Prompt 1
Using the article about the Corks, say whether each statement agrees with it, answering yes or no and quoting the words that decide it: (a) The Corks donated Hawkeye the turtle to the library. (b) Walter the fish has his celebration in February. (c) The royal couple presented awards at the North Pole Ice Art event.

Document extract
****************

The longtime North Pole residents are pleased as well as passionate about representing Santa Claus's hometown.

"This is just an honor," each Cork said in turn.

"We're going to have a lot of fun with our kingdom," said the queen.

The northern monarchs get a charge out of flaunting their royal regalia - flowing red robes with white fur collars, a kingly crown for him, a sparkling tiara for her, and a shiny scepter wielded by Francie. And their royal calendar is filling up fast with scheduled appearances.

"We've got gigs," Francie said delightedly.

The royal couple has already appeared at a North Pole First Friday art show, with the U.S. Air Force Band of the Pacific and presented awards at the North Pole Ice Art event.

Strong supporters of the North Pole Branch Library, the Corks are slated to cut birthday cakes for in-house pet celebrations - Walter the fish in January and Hawkeye the turtle in February.

"They (Corks) are a joy to have here," said Tina Shih, library assistant. "Every time they walk in, it's fun to see them and great to talk to them.

"They're avid library users and they're the folks who donated our oldest library pet, Hawkeye, the turtle who is very popular with the kids - they just love him."

****************

Prompt 2
In the entries below, update the part that starts with the line containing "of the castle" and runs through the end of the entries, changing "locator" to "labeler" and leaving everything else the same. Give only that part.

Excerpts from a point labeling dataset:
****************

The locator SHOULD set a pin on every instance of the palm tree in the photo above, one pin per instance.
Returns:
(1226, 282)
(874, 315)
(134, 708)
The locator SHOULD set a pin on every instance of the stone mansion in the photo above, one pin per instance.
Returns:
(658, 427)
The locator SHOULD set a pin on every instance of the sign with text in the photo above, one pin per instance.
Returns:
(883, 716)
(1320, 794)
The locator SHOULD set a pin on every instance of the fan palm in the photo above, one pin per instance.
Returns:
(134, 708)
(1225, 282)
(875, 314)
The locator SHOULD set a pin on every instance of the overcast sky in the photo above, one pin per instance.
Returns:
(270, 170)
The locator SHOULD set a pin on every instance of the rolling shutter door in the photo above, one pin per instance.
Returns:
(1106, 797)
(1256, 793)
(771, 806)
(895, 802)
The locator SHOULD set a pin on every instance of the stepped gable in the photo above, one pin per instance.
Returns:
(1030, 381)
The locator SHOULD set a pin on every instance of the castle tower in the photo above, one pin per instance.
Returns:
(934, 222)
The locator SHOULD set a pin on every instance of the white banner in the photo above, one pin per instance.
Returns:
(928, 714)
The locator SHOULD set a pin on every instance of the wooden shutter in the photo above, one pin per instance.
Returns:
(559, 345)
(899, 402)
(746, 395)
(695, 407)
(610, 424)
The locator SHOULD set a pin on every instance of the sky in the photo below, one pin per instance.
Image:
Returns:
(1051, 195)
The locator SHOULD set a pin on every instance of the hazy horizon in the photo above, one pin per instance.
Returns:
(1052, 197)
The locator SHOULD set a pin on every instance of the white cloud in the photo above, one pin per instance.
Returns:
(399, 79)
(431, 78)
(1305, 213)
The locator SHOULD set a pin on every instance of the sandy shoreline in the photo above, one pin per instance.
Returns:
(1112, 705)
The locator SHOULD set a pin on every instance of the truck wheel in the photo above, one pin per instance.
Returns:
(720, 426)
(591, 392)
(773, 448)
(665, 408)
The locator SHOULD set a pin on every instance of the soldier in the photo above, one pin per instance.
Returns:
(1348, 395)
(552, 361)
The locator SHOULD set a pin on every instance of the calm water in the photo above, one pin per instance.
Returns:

****************

Expected output 1
(a) Yes: "they're the folks who donated our oldest library pet, Hawkeye"
(b) No: "Walter the fish in January and Hawkeye the turtle in February"
(c) Yes: "presented awards at the North Pole Ice Art event"

Expected output 2
The labeler SHOULD set a pin on every instance of the castle tower in the photo above, one pin per instance.
Returns:
(934, 222)
The labeler SHOULD set a pin on every instance of the white banner in the photo above, one pin per instance.
Returns:
(928, 714)
The labeler SHOULD set a pin on every instance of the wooden shutter in the photo above, one pin per instance.
Returns:
(559, 345)
(899, 402)
(746, 395)
(695, 407)
(610, 424)
The labeler SHOULD set a pin on every instance of the sky in the photo below, one pin per instance.
Image:
Returns:
(1051, 195)
The labeler SHOULD set a pin on every instance of the hazy horizon in the photo above, one pin per instance.
Returns:
(1052, 197)
The labeler SHOULD set a pin on every instance of the white cloud in the photo above, one pin per instance.
Returns:
(399, 79)
(431, 78)
(1305, 213)
The labeler SHOULD set a pin on every instance of the sandy shoreline in the photo above, one pin per instance.
Returns:
(1112, 705)
The labeler SHOULD set a pin on every instance of the truck wheel in the photo above, one pin per instance.
Returns:
(720, 426)
(591, 392)
(773, 448)
(665, 408)
The labeler SHOULD set a pin on every instance of the soldier in the photo above, one pin per instance.
Returns:
(1348, 395)
(552, 361)
The labeler SHOULD set a pin on every instance of the calm water in the photo above, one pin per instance.
Returns:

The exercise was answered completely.